═════ Data for processing ═════
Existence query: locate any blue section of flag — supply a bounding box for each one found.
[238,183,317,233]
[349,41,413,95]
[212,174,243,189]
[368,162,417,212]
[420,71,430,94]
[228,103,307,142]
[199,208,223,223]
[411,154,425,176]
═════
# The problem:
Extract the complete set of records unchanged.

# Response:
Existence query: locate any blue section of flag — supply a bounding box for each one found.
[238,183,317,233]
[349,41,413,95]
[212,174,243,189]
[368,162,417,212]
[420,71,430,94]
[228,103,307,142]
[199,208,223,223]
[411,154,425,176]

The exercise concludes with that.